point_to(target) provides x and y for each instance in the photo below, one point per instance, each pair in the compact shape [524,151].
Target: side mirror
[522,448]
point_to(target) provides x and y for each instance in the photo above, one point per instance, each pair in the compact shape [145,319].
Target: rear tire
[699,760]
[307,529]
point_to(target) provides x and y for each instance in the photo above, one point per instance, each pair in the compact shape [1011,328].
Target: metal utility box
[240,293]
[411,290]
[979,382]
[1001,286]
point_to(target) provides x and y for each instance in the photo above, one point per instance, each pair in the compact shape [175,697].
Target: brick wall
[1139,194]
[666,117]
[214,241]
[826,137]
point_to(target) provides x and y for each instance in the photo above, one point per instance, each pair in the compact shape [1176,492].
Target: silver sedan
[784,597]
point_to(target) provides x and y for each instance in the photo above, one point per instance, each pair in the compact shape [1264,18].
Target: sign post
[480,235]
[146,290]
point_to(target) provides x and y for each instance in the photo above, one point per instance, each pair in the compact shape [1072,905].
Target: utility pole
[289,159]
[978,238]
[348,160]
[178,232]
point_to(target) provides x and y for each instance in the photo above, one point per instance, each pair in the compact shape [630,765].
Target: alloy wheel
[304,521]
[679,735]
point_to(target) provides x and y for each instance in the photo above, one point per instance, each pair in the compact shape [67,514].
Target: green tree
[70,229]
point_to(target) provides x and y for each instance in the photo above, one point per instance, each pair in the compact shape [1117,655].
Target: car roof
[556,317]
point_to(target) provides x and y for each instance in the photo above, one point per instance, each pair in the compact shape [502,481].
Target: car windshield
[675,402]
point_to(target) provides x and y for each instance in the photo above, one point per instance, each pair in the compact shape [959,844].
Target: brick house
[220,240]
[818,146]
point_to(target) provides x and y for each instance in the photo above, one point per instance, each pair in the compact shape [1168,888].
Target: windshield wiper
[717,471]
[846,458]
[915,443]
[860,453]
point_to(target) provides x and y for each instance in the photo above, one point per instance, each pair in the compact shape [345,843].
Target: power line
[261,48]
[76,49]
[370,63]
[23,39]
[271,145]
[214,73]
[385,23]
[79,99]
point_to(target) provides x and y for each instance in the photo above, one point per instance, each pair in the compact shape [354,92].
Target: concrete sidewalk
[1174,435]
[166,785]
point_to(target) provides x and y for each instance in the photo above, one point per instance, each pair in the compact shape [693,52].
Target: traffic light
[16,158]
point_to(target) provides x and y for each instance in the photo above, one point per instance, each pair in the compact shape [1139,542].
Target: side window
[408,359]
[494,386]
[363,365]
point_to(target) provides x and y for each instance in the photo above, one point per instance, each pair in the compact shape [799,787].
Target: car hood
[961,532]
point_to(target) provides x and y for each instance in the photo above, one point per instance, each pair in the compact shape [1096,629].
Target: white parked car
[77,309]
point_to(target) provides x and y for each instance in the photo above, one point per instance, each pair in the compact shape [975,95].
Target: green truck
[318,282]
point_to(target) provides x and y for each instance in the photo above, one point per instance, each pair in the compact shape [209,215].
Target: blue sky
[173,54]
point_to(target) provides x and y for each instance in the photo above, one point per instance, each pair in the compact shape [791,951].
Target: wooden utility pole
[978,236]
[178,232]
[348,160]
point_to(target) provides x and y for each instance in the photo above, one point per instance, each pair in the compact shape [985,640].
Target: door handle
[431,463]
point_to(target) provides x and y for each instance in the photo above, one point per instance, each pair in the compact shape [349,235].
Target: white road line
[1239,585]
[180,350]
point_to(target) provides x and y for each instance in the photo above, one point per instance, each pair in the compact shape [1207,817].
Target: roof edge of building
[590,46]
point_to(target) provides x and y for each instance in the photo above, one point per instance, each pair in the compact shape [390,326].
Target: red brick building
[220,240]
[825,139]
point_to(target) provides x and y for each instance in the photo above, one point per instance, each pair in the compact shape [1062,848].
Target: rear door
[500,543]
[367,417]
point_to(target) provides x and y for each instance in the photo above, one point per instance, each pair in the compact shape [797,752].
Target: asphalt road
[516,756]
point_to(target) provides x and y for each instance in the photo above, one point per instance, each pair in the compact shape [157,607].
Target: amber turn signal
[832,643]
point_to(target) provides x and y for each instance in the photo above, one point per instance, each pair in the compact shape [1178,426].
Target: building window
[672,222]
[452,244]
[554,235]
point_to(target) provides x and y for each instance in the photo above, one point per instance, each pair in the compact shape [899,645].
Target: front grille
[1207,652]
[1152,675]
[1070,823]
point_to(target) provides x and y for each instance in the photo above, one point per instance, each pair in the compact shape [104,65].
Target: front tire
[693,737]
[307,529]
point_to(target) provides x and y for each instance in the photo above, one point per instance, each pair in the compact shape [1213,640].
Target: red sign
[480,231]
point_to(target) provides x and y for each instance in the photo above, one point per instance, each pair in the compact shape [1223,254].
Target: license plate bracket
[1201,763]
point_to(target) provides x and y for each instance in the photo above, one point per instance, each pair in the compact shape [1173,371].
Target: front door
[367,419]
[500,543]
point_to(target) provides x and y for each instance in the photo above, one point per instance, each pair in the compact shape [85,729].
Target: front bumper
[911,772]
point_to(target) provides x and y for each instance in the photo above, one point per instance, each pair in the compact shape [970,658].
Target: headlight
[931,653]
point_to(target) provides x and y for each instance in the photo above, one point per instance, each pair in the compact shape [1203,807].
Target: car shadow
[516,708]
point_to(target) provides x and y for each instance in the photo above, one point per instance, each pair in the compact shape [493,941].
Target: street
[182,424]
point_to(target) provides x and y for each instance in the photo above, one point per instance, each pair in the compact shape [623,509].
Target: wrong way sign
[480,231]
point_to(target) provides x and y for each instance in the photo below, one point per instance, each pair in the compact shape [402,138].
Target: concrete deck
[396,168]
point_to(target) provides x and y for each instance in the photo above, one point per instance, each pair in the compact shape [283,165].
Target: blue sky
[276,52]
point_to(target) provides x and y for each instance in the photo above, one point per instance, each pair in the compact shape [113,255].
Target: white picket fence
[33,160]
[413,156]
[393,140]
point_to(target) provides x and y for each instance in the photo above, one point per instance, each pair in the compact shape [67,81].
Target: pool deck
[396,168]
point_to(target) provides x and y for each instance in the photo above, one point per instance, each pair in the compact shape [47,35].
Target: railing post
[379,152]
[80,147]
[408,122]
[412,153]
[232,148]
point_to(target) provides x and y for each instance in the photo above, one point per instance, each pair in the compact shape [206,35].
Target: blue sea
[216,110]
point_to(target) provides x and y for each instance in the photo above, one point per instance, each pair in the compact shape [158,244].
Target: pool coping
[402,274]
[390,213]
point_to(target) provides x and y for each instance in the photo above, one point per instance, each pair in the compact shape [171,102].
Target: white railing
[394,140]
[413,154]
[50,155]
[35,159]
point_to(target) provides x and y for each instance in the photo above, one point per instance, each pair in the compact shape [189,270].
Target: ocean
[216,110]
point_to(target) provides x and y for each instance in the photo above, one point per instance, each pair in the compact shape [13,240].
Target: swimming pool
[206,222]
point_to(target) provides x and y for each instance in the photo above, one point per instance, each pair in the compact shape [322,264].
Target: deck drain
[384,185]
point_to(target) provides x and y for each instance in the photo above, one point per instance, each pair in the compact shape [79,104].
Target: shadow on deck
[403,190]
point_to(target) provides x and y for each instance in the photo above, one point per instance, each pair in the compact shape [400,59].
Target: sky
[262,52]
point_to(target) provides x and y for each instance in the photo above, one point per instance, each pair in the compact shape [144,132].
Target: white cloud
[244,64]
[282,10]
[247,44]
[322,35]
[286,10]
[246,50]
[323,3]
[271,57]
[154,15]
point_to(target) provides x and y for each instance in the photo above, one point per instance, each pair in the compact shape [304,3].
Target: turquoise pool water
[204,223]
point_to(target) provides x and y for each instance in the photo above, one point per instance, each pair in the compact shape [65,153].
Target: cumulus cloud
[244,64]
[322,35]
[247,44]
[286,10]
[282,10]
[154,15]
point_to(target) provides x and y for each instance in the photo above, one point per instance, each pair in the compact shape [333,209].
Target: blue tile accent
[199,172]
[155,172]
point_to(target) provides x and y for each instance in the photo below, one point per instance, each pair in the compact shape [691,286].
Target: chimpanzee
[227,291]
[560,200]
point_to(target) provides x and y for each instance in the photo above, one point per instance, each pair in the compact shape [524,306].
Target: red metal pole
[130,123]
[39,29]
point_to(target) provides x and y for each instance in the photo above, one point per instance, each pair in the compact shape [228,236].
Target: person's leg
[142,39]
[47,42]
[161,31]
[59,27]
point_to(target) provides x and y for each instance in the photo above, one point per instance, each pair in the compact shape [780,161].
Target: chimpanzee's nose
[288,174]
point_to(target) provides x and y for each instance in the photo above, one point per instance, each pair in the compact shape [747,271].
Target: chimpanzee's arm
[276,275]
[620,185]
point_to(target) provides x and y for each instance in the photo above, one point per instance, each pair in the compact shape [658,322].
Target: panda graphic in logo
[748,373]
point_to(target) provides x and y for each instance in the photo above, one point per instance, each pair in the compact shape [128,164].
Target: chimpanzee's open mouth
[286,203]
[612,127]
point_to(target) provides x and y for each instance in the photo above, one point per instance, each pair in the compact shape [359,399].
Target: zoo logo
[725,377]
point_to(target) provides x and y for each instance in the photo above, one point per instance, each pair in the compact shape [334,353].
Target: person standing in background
───
What is being asked | Whenever "below" occurs in a line above, copy that line.

Answer for the task |
point_to(target) provides x and y for each instance in the photo below, one point per instance, each pair in the compact shape [524,151].
point_to(target) provides x and y for each instance in the photo below, one point per instance, each pair in the compact shape [402,138].
point_to(target) provides x and y for each instance in the photo below, one point per instance, each pair in the compact shape [691,286].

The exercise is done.